§ **PROMPT**
Beginning with the line that mentions "Target: light blue wall", reproduce every line through the last line of the entries, exactly, and only those.

(Records contained in a dataset)
================

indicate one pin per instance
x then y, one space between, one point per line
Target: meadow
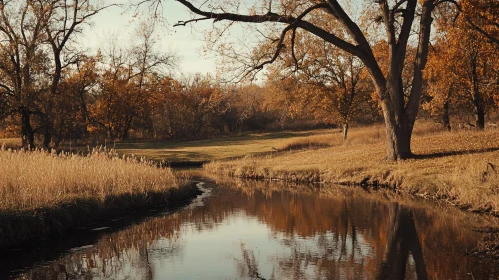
458 167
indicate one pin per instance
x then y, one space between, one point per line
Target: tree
399 19
26 29
462 71
125 84
483 16
330 82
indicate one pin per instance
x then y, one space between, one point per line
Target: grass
452 166
10 141
213 149
42 193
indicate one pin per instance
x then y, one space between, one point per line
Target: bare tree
400 19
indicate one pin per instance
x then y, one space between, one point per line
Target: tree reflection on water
269 231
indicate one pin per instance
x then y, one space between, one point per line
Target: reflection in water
261 231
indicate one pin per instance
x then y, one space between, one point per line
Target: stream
270 230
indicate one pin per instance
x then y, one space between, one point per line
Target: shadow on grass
43 235
456 153
222 141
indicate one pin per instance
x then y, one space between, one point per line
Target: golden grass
214 149
32 180
452 165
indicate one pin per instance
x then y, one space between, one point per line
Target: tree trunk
480 117
345 131
445 117
47 135
28 135
398 124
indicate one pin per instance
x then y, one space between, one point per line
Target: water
249 230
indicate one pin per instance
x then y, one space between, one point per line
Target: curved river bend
255 230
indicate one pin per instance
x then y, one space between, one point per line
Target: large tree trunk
398 136
47 135
345 131
480 117
27 133
398 124
445 113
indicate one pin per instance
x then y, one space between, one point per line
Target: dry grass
453 166
33 180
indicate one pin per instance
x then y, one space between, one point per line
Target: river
262 230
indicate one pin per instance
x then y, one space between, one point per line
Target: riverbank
44 195
459 168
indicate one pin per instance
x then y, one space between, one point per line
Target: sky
187 43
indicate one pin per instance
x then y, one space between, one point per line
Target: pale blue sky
184 41
187 42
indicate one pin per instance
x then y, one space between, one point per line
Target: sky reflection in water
259 231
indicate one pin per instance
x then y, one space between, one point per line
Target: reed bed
37 179
52 194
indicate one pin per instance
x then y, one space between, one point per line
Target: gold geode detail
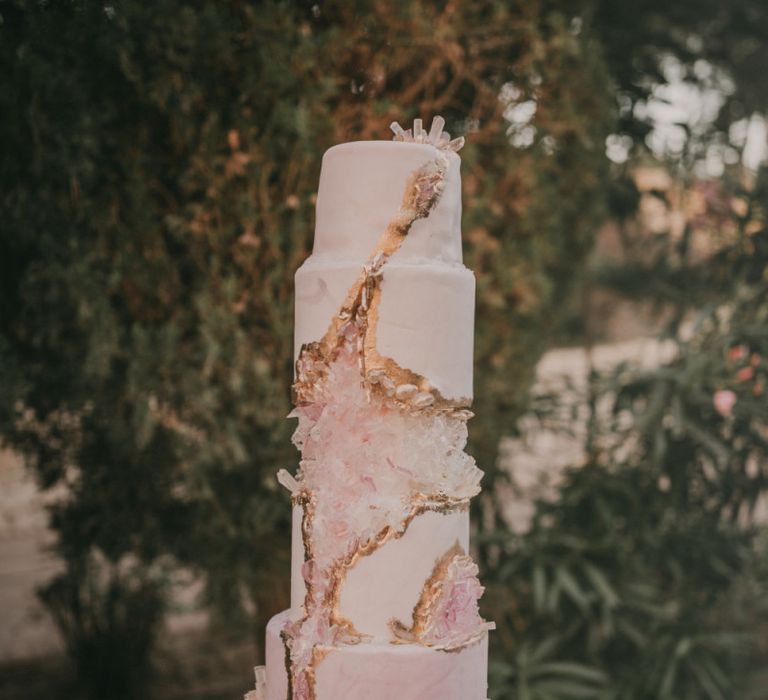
423 611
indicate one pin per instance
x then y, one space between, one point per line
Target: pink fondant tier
381 671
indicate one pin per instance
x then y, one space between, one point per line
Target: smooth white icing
426 316
361 188
388 583
384 671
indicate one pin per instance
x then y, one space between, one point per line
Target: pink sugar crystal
455 616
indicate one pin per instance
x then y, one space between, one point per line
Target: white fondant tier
361 189
426 315
380 671
387 584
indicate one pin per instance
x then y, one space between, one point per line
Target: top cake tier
356 201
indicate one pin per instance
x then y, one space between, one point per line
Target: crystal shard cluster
381 448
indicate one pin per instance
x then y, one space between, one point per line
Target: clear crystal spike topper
436 136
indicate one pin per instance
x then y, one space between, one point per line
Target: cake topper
436 136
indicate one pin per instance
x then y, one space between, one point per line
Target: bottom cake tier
383 671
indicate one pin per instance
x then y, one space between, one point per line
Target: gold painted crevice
423 611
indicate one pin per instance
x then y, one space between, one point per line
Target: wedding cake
384 596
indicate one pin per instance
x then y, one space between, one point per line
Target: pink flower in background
724 401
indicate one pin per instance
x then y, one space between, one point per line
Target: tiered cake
383 593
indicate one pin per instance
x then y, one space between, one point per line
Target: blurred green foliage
161 161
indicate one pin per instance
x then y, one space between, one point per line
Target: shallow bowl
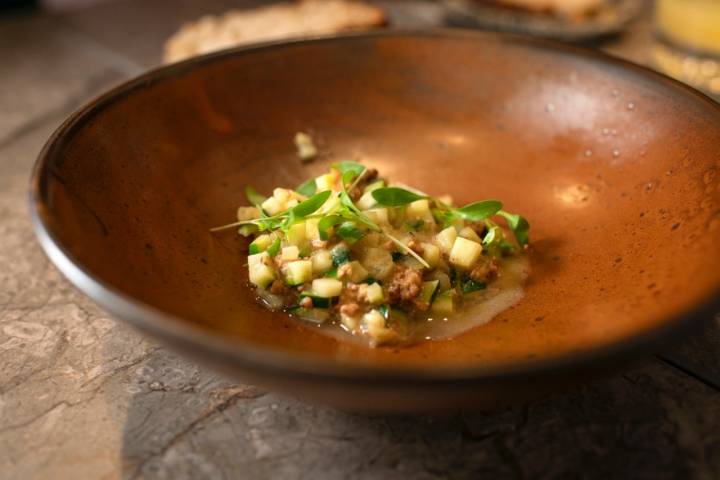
615 167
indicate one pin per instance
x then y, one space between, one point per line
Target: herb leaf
326 223
253 196
308 188
469 285
519 226
395 196
305 208
479 210
348 166
348 231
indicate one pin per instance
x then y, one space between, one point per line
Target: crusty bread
284 20
572 9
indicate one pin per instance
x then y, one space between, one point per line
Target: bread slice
274 22
570 9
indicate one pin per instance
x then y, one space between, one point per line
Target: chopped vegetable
349 250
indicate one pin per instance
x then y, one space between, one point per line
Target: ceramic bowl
615 166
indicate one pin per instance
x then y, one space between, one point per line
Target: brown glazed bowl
616 168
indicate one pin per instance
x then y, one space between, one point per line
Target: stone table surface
82 396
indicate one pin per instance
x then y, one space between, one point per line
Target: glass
687 43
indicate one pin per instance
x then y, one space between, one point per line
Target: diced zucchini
468 285
262 258
357 272
443 304
325 182
374 293
322 261
259 271
272 206
311 231
350 323
318 302
290 253
373 324
297 272
419 209
373 321
316 315
340 254
428 290
378 262
274 247
431 254
247 230
469 233
327 287
330 206
446 239
247 213
297 235
465 253
366 202
260 244
378 215
412 262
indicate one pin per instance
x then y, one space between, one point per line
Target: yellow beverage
693 24
689 41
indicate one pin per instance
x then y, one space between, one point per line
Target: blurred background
678 37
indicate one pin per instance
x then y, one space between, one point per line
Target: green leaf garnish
478 211
519 226
308 188
493 236
349 232
395 196
309 206
348 166
247 230
253 196
326 223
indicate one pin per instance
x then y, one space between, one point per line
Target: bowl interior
616 169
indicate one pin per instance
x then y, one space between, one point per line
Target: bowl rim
264 360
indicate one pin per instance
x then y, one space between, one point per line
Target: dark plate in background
609 21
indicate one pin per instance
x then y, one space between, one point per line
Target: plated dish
352 252
614 165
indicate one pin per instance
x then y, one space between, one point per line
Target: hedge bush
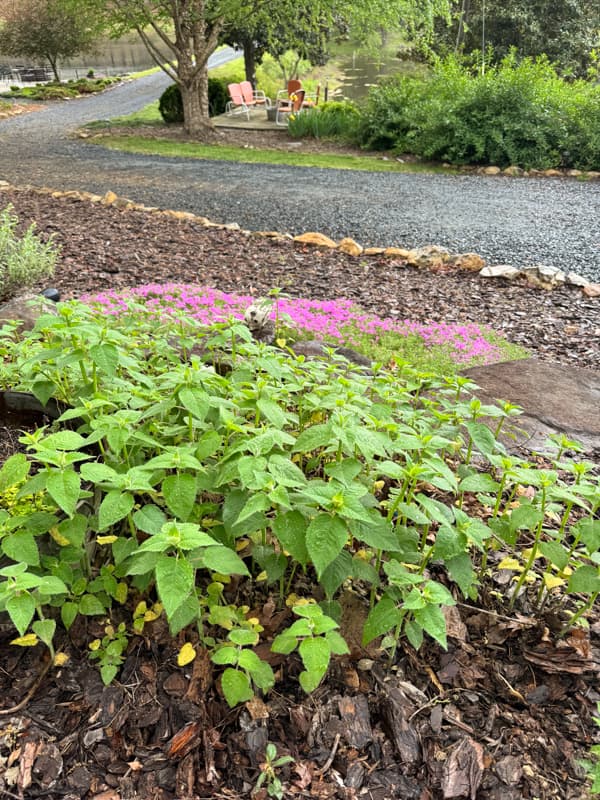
170 103
518 113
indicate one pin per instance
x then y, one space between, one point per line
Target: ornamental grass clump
24 260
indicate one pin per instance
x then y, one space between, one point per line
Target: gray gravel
508 220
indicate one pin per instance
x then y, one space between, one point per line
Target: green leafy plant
109 651
198 459
24 259
316 638
268 774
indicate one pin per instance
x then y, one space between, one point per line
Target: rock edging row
428 257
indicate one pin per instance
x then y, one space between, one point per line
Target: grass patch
169 148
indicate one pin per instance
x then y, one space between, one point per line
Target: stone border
429 257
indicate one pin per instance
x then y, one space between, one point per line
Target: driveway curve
508 220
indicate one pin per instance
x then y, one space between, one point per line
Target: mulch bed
505 713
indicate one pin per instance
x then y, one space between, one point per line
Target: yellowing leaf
510 563
58 537
552 581
186 655
29 640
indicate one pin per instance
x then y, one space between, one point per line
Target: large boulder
554 399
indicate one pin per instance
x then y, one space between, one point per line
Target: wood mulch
505 713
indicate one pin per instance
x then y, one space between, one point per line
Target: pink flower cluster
337 319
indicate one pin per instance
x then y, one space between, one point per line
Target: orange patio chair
254 97
293 105
237 104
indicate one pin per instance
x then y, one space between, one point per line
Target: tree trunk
194 96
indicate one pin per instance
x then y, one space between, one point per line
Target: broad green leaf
336 573
337 643
243 637
73 529
221 559
68 613
51 585
115 506
196 401
325 539
285 472
483 438
64 440
269 409
225 655
44 629
257 502
21 546
344 471
479 482
100 473
315 654
64 487
290 529
106 357
186 654
14 470
284 643
91 606
313 438
236 687
150 519
180 492
174 582
21 608
414 633
383 617
433 622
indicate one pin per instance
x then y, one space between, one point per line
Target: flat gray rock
554 399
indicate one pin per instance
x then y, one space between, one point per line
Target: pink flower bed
335 319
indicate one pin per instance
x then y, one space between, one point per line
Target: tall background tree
566 31
188 32
47 30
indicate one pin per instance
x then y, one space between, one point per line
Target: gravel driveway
508 220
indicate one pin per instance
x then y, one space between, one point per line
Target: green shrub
24 260
517 113
170 105
217 95
333 120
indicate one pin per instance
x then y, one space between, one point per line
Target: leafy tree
565 30
190 30
46 29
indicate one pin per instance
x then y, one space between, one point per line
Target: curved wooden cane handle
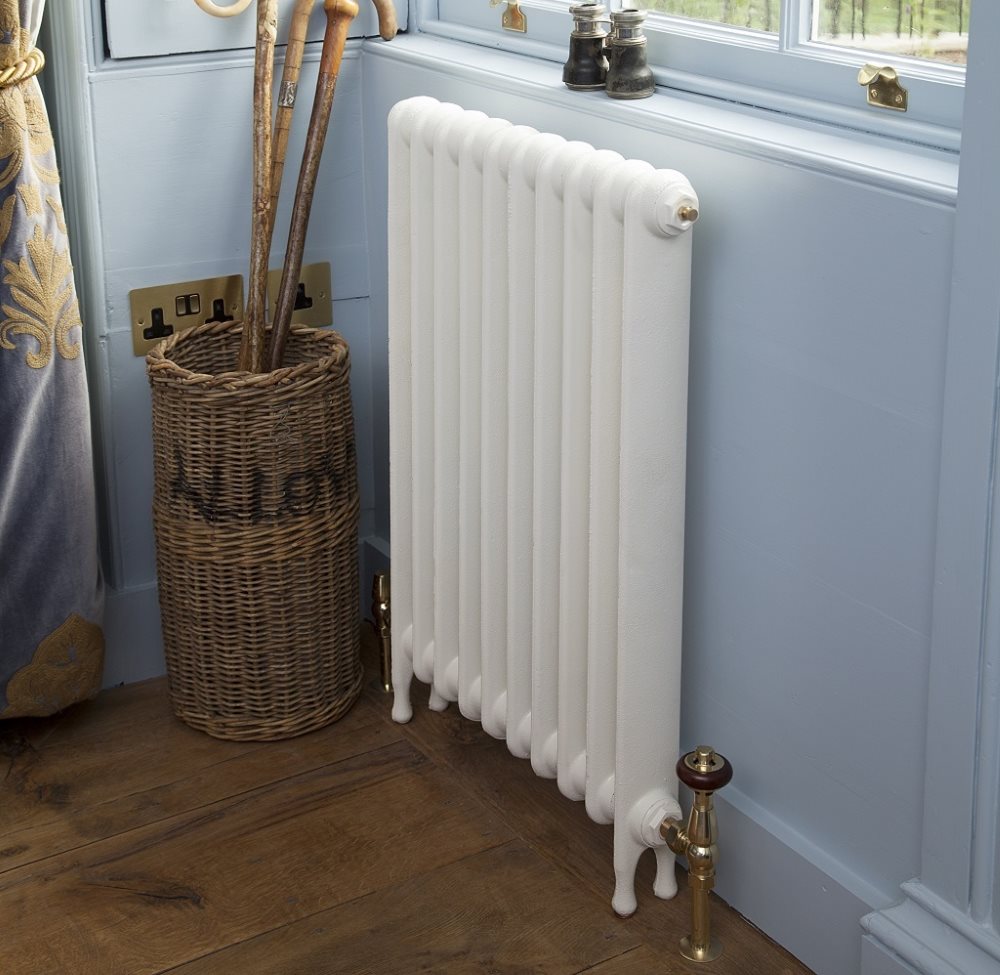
388 28
339 14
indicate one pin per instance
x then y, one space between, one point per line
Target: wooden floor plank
152 898
71 792
504 910
642 961
130 844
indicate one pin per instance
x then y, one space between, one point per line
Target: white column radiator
539 297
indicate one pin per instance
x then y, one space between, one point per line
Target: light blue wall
819 326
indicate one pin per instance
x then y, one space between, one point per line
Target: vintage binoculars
616 62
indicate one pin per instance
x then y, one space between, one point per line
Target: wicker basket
255 508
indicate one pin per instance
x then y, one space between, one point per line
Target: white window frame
785 72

================

§ **ANSWER AREA**
Target: light blue wall
819 326
indicate one pin per instance
x then y, one space between, one point per line
Target: vintage binoculars
616 62
indicate one pin per instance
x then y, one space between, one point per line
Target: wicker basket
255 508
indicate one pin per instance
x then y, one space between, one point per line
Target: white window frame
785 72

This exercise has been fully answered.